-- Selected extract --
November 22, 2024

Cloud Application Performance: Common Reasons for Slow-Downs

Key Takeaways

Gain an understanding of common factors that can cause cloud application performance issues.
Discover ways to boost performance by reducing network induced round trip latencies.
Employ the Universal Monitoring Agent (UMA) within AIOps and Observability solutions from Broadcom to monitor entire cluster interactions.

Worklog entry

It happens often that an application, when running on bare metal, performs well. However, after the application is packed into an image, tested on Docker/Podman, then migrated to Kubernetes, performance plummets. With an increasing number of database calls issued by the application, the application response times increase.

This common situation is often due to data transfer induced I/O delays.

Note: I/O stands for input/output and can be applied to disk read/write speeds, network transmission/reception, and other areas.

What experience has shown

Imagine running this same application on bare metal again but in this scenario: The database has its storage device created on a remote Network File System (NFS) device.

-- Brief A --
Answer these questions using the cloud application performance article:
(i) What does I/O stand for?
(ii) Which monitoring agent is named in the key takeaways?
(iii) In the imagined bare-metal scenario, where is the database's storage device created?
-- Brief B --
Reproduce the records verbatim, from their first line through the line that contains "(1095, 646)", inclusive.
The records that follow are unrelated to the cloud application performance article.

-- Entries shown --
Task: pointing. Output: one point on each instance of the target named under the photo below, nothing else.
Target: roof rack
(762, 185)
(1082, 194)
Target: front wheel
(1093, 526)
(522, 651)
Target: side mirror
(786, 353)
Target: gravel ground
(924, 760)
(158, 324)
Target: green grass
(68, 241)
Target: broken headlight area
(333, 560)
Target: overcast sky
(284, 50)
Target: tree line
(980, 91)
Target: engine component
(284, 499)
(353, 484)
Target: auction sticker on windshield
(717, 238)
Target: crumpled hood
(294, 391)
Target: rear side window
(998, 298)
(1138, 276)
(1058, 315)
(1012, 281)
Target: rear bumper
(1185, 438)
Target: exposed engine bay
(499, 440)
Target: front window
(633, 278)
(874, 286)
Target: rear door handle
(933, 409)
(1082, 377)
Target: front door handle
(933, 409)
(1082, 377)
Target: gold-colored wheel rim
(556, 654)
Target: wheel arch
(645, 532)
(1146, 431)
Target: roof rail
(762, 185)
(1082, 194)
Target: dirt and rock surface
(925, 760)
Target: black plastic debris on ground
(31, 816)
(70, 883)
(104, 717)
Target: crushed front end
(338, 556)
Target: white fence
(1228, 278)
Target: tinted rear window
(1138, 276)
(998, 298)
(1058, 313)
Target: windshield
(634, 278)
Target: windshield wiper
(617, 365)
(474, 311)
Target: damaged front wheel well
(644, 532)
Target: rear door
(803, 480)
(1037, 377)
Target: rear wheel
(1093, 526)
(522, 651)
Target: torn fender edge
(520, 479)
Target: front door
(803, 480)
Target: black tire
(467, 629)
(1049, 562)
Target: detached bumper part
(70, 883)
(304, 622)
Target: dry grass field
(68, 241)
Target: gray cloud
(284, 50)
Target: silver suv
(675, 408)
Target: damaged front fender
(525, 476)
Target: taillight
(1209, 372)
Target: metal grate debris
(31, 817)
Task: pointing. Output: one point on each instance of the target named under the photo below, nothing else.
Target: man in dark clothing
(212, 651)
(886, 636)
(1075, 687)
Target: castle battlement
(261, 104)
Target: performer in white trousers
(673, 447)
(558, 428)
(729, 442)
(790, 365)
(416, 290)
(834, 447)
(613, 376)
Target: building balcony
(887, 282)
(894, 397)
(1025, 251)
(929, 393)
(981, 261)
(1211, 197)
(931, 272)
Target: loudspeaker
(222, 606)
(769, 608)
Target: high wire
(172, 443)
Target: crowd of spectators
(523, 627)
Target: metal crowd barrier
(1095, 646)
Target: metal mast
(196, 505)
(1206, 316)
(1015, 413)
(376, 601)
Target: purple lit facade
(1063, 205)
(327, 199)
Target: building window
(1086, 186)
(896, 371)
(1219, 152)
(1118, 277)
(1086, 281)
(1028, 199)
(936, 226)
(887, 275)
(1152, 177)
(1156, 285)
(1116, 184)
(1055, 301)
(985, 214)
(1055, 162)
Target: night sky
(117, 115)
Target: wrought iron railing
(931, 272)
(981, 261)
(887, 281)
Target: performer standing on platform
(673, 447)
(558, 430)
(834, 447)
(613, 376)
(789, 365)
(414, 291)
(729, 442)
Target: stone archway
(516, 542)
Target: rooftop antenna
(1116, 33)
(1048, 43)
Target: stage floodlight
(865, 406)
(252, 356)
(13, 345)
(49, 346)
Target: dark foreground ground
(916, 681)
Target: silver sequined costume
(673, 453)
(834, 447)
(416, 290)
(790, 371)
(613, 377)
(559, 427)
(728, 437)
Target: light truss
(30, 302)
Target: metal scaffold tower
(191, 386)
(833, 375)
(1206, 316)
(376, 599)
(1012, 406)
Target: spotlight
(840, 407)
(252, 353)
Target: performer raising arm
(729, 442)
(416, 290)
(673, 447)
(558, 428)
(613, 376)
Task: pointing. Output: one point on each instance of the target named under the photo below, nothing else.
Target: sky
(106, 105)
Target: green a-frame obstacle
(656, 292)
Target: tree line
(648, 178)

-- Worked solution A --
(i) Input/output.
(ii) The Universal Monitoring Agent (UMA).
(iii) On a remote Network File System (NFS) device.

-- Worked solution B --
Task: pointing. Output: one point on each instance of the target named under the photo below, nothing else.
Target: roof rack
(762, 185)
(1082, 194)
Target: front wheel
(1093, 526)
(522, 651)
Target: side mirror
(786, 353)
Target: gravel ground
(924, 760)
(158, 324)
Target: green grass
(68, 241)
Target: broken headlight area
(333, 560)
Target: overcast sky
(284, 50)
Target: tree line
(980, 91)
Target: engine component
(284, 499)
(353, 484)
Target: auction sticker on windshield
(717, 238)
Target: crumpled hood
(294, 391)
Target: rear side window
(998, 298)
(1138, 276)
(1058, 315)
(1012, 281)
Target: rear bumper
(1185, 438)
Target: exposed engine bay
(499, 440)
Target: front window
(633, 278)
(874, 286)
Target: rear door handle
(933, 409)
(1082, 377)
Target: front door handle
(933, 409)
(1082, 377)
Target: gold-colored wheel rim
(556, 654)
Target: wheel arch
(645, 532)
(1146, 431)
Target: roof rail
(762, 185)
(1082, 194)
Target: dirt and rock surface
(925, 760)
Target: black plastic debris on ground
(31, 816)
(70, 883)
(104, 717)
Target: crushed front end
(338, 556)
Target: white fence
(1228, 278)
Target: tinted rear window
(1138, 276)
(998, 298)
(1058, 313)
Target: windshield
(634, 278)
Target: windshield wiper
(617, 365)
(474, 311)
Target: damaged front wheel well
(644, 532)
Target: rear door
(803, 480)
(1037, 377)
Target: rear wheel
(1093, 526)
(522, 651)
Target: torn fender edge
(520, 479)
Target: front door
(803, 480)
Target: black tire
(467, 629)
(1049, 562)
Target: detached bumper part
(70, 883)
(304, 622)
Target: dry grass field
(68, 241)
Target: gray cloud
(284, 50)
Target: silver suv
(675, 408)
Target: damaged front fender
(525, 476)
Target: taillight
(1209, 372)
Target: metal grate debris
(31, 817)
Task: pointing. Output: one point on each instance of the target named under the photo below, nothing else.
Target: man in dark clothing
(212, 651)
(886, 636)
(1075, 687)
Target: castle battlement
(261, 104)
Target: performer in white trousers
(673, 447)
(558, 428)
(729, 442)
(790, 365)
(416, 290)
(834, 447)
(613, 376)
Target: building balcony
(887, 282)
(894, 397)
(1025, 251)
(929, 393)
(981, 261)
(1211, 197)
(931, 272)
Target: loudspeaker
(222, 606)
(769, 608)
Target: high wire
(172, 443)
Target: crowd of spectators
(523, 627)
Target: metal crowd barrier
(1095, 646)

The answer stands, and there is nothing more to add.